=== DETALHES DO EXERCÍCIO ===
Responda às perguntas seguintes com base no excerto sobre o anticlericalismo na I República:
(a) Para onde foi obrigado a desterrar-se o bispo de Beja, D. Sebastião Leite de Vasconcelos?
(b) Qual é a data da lei de Afonso Costa que determinou a separação da Igreja e do Estado?
(c) Que encíclica mandou o Papa Pio X divulgar, e em que ano?

O anticlericalismo acabou por resvalar para situações nada edificantes, atingindo figuras da Igreja, para além de empreender iniciativas obscuras, como aconteceu com o bispo de Beja, D. Sebastião Leite de Vasconcelos, já antes perseguido na Monarquia. Com a chegada da República, foi ameaçado de morte, sendo obrigado a desterrar-se para Sevilha, ficando suspenso das suas atribuições e direitos civis. Também, em 1917, foi a vez de o próprio governo condenar ao exílio D. António Barroso, que permitiu a vida em comunidade a umas senhoras, e ao Cardeal Patriarca D. António Mendes Belo, para além de castigos a inúmeros prelados.
Esta onda de anticlericalismo abrandou, como referimos, aquando da subida ao poder de Sidónio Pais. A anulação de algumas leis anticlericais, o fim das perseguições e das violências aos membros do clero pelo governo sidonista mantiveram-se para além do assassinato do seu líder.
Da autoria de Afonso Costa e repudiada pelo Vaticano, a Lei de 20 de Abril de 1911, que revogou o Estado confessional, determinava a separação da Igreja e do Estado e provocou uma das maiores, se não maior polémica da I República, que deixou marcas muito para além desta.
Interessante notar que aquela data, tem a particularidade (mero acaso, sem dúvida) de corresponder ao dia do aniversário da mulher de Afonso Costa, aliás, casado numa cerimónia católica.
Afonso Costa ao aludir ao diploma que preparava, disse que a Lei será promulgada para bem da própria religião e dos portugueses que são religiosos. Aos jesuítas e às congregações castigá-los-á, mas sem ódios. À Igreja e ao sentimento religioso, a República não quer fazer mal algum.
Depois da sua publicação, acrescentou que a Lei da Separação deixa à vontade o crente mas não permite aos ministros da religião que obrigue alguém a exercê-la ou impedi-la. O meu desejo é que todos – livre pensadores, católicos, protestantes – tenham a mesma liberdade de manifestar as suas convicções. O governo da República não impedirá o culto, desde que não sejam atacadas as crenças alheias ou as leis do Estado. Em todas as povoações onde puder existir o culto católico, ele existirá.
O episcopado nacional, num Protesto Colectivo, datado de 5 de Maio de 1911, acusou-a de injusta, opressiva, espoliadora e ludibriosa e considerou a precipitada promulgação, como uma declaração de guerra. O Papa Pio X, confirmou as posições da igreja portuguesa quando ordenou a divulgação da encíclica Jamdudum in Lusitania (1912), onde denunciou a apostasia e tirania do regime republicano face à Igreja e declarou nulo e sem valor tudo quanto nessa lei se encontra de ofensivo aos direitos invioláveis da Igreja.

=== EXTRATO DE DADOS ===
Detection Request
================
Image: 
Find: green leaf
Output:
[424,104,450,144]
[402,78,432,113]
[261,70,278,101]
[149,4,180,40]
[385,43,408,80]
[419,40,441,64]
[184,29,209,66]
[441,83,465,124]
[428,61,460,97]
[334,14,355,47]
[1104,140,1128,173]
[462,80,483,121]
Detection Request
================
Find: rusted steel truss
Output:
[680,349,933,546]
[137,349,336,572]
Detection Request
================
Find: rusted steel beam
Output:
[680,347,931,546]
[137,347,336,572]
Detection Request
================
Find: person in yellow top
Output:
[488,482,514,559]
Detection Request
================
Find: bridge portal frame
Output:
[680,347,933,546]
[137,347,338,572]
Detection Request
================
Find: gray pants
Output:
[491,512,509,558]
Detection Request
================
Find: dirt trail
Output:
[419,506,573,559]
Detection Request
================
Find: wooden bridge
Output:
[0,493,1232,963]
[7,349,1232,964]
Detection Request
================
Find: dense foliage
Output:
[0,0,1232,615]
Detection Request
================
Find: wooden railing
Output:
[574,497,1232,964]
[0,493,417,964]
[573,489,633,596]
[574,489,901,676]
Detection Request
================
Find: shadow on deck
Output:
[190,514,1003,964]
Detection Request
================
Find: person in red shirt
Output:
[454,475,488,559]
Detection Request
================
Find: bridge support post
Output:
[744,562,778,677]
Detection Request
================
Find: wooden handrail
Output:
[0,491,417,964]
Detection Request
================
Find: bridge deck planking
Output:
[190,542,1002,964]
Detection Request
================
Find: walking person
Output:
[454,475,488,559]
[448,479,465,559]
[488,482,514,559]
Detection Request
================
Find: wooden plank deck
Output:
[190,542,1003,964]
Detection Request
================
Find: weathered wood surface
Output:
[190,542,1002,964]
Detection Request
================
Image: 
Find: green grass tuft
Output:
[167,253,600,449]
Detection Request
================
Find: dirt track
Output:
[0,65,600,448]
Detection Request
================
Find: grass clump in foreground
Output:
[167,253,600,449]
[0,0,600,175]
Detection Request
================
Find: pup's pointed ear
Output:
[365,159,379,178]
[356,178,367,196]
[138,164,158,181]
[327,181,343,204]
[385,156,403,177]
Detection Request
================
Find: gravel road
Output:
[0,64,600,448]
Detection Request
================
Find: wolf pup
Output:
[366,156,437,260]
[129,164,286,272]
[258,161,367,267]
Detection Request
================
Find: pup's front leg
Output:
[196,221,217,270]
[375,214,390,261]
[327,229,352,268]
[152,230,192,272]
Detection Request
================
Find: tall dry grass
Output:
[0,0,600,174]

=== RESULTADO FINAL ===
(a) Para Sevilha.
(b) 20 de Abril de 1911.
(c) A encíclica Jamdudum in Lusitania, em 1912.